» **GIVEN EXERCISE**:
Quote the records below word for word, reproducing every line without change.

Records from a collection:
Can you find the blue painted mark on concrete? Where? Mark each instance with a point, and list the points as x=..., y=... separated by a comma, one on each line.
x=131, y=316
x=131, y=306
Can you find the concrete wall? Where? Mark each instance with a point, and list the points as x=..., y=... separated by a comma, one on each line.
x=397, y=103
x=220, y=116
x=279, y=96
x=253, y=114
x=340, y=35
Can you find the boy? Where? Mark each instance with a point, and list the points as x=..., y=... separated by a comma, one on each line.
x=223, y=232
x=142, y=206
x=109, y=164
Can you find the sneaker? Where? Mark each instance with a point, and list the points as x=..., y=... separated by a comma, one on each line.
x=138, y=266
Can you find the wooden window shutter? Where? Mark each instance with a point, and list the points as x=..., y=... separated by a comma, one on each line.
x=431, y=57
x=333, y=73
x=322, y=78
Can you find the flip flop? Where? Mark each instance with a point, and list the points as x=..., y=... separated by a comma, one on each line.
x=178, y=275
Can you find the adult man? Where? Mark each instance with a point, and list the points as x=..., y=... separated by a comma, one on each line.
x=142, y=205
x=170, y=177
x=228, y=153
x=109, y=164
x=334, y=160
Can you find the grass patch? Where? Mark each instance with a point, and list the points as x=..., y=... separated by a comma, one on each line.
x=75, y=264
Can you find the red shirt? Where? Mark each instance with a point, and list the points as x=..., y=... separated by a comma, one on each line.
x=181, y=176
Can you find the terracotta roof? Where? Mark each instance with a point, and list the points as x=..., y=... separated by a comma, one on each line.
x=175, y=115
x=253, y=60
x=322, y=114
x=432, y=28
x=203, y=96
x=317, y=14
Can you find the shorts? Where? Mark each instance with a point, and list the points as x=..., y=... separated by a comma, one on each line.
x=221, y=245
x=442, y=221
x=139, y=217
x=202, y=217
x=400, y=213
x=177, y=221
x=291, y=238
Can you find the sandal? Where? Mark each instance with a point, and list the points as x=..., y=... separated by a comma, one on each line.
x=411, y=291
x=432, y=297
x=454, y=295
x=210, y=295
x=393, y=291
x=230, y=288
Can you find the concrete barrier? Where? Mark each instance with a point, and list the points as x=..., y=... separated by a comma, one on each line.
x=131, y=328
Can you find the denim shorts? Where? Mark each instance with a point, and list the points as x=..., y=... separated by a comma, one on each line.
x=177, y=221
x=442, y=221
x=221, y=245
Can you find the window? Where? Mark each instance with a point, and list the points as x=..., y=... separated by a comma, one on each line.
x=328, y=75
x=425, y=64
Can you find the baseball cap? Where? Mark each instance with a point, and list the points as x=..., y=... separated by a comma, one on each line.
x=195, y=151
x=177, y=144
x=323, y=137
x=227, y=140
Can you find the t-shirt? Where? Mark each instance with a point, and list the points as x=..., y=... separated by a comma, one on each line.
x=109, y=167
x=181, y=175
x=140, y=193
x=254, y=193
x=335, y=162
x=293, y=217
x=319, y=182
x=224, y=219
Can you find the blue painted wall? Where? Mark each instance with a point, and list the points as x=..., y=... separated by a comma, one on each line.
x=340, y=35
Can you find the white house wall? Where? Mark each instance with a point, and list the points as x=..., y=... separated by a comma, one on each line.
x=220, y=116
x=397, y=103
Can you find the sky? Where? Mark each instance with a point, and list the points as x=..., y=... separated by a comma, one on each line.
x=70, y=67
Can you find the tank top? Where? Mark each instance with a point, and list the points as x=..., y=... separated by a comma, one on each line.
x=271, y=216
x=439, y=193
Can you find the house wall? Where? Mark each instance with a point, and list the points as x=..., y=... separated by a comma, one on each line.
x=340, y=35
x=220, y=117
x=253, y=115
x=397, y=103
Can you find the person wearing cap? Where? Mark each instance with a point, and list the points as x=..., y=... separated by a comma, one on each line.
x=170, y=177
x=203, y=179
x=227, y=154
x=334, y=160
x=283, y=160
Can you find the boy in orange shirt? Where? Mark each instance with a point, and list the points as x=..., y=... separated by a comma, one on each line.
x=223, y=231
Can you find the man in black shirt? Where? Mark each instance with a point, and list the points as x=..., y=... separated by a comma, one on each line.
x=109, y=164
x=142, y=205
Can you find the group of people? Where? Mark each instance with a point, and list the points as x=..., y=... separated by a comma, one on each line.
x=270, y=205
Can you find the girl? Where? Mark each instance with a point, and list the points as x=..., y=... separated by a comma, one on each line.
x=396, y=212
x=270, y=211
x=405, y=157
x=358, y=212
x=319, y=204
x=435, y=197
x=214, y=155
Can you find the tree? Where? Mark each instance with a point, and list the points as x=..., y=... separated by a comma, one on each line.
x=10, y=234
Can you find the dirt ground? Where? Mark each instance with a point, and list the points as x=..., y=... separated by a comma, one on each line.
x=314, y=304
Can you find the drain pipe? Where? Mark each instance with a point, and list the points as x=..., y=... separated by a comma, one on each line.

» **CORRECT OUTPUT**:
Can you find the blue painted mark on concrete? Where? Mark each instance with a point, and list the points as x=..., y=... separated by a comma, one on each line.
x=131, y=316
x=131, y=306
Can you find the concrete wall? Where? Mark each instance with a point, and list the points as x=..., y=... separated by a comma, one on each line.
x=397, y=103
x=220, y=116
x=279, y=96
x=253, y=114
x=340, y=35
Can you find the boy? Where? Mark each instance with a point, and list the points as x=..., y=... separated by a comma, one on each line.
x=223, y=232
x=142, y=206
x=109, y=164
Can you find the sneaker? Where? Mark each instance with a point, and list the points as x=..., y=... separated by a comma, one on each line.
x=138, y=266
Can you find the wooden window shutter? Where? Mark each instance with a point, and list the points as x=..., y=... separated by a comma, one on each line.
x=431, y=57
x=333, y=73
x=322, y=78
Can you find the flip flop? Where? Mark each instance with a point, and list the points as x=..., y=... separated by a comma, one on each line.
x=178, y=275
Can you find the adult man? Where? Mark each instance with a point, and list the points as x=..., y=... separated by a comma, one on each line.
x=142, y=205
x=170, y=177
x=228, y=153
x=109, y=164
x=334, y=160
Can you find the grass patch? Where? Mark each instance with a point, and list the points as x=..., y=... separated by a comma, one on each line.
x=75, y=264
Can you find the red shirt? Where? Mark each instance with a point, and list the points as x=..., y=... separated by a comma, one on each line.
x=181, y=176
Can you find the terracotta roof? Where? Mark each instance with a point, and list the points as x=..., y=... separated by a comma, one on each line.
x=175, y=115
x=253, y=60
x=322, y=114
x=432, y=28
x=203, y=96
x=317, y=14
Can you find the shorts? Where? Mark each instance with a point, and list the points as x=..., y=... separated by a comma, one on each line.
x=221, y=245
x=442, y=221
x=139, y=217
x=202, y=217
x=400, y=213
x=177, y=221
x=291, y=238
Can you find the sandal? Where? Mark each instance with a point, and list the points as x=..., y=... separated by a comma, one on each line.
x=411, y=291
x=432, y=297
x=454, y=295
x=210, y=295
x=393, y=291
x=230, y=288
Can you find the concrete barrier? Where? Mark each instance with a point, and list the points as x=..., y=... separated by a comma, one on each line.
x=131, y=328
Can you find the denim shorts? Where? Mark each instance with a point, and list the points as x=..., y=... separated by a comma, one on each line.
x=177, y=221
x=442, y=221
x=221, y=245
Can you find the window? Where? Mark each instance with a point, and list the points as x=..., y=... separated by a comma, one on each line.
x=328, y=75
x=425, y=64
Can you find the baseball cap? Where? Mark each instance with a point, and list the points as x=..., y=... separated by a comma, one on each line.
x=195, y=151
x=177, y=144
x=323, y=137
x=227, y=140
Can you find the t-shirt? Where? Mark each instance with a point, and list the points as x=..., y=... separated by a comma, one on each line.
x=109, y=167
x=181, y=175
x=140, y=193
x=254, y=193
x=335, y=162
x=293, y=217
x=319, y=182
x=224, y=219
Can you find the blue painted wall? Where? Mark each instance with a point, and list the points as x=..., y=... separated by a comma, one on each line.
x=340, y=35
Can you find the white house wall? Where? Mark each instance with a point, and list the points as x=..., y=... separated by a comma, one on each line.
x=220, y=116
x=397, y=103
Can you find the sky? Where? Mark each instance with a point, and list the points as x=..., y=... separated by a comma, one on each line.
x=70, y=67
Can you find the tank top? Where? Mark each instance with a point, and list the points as x=..., y=... separated by a comma, one on each line.
x=271, y=216
x=439, y=193
Can you find the house wall? Where? Mark each instance with a point, and list the points as x=..., y=... separated by a comma, one on each line.
x=340, y=35
x=220, y=117
x=253, y=115
x=397, y=103
Can you find the person wearing cap? Where? Mark each instance with a point, and list the points as x=..., y=... separated by a comma, one on each line.
x=170, y=177
x=203, y=179
x=227, y=154
x=334, y=160
x=283, y=160
Can you find the boy in orange shirt? Where? Mark each instance with a point, and list the points as x=..., y=... separated by a comma, one on each line.
x=223, y=231
Can you find the man in black shirt? Where? Mark each instance with a point, and list the points as x=..., y=... separated by a comma, one on each line.
x=109, y=164
x=142, y=205
Can you find the group of people? Where? Mark each instance with a point, and list the points as x=..., y=... separated by a comma, one on each line.
x=270, y=205
Can you find the girl? Where? Mark each instance with a point, and list the points as x=..., y=... separated by a comma, one on each line.
x=396, y=212
x=270, y=211
x=405, y=157
x=358, y=212
x=319, y=204
x=435, y=197
x=214, y=155
Can you find the tree? Where? Mark each instance with a point, and list the points as x=..., y=... separated by a comma, one on each line.
x=10, y=234
Can you find the dirt ground? Where? Mark each instance with a point, and list the points as x=..., y=... separated by a comma, one on each line.
x=314, y=304
Can you find the drain pipe? Where? Mark each instance with a point, and list the points as x=..., y=... separated by a comma, one on each line.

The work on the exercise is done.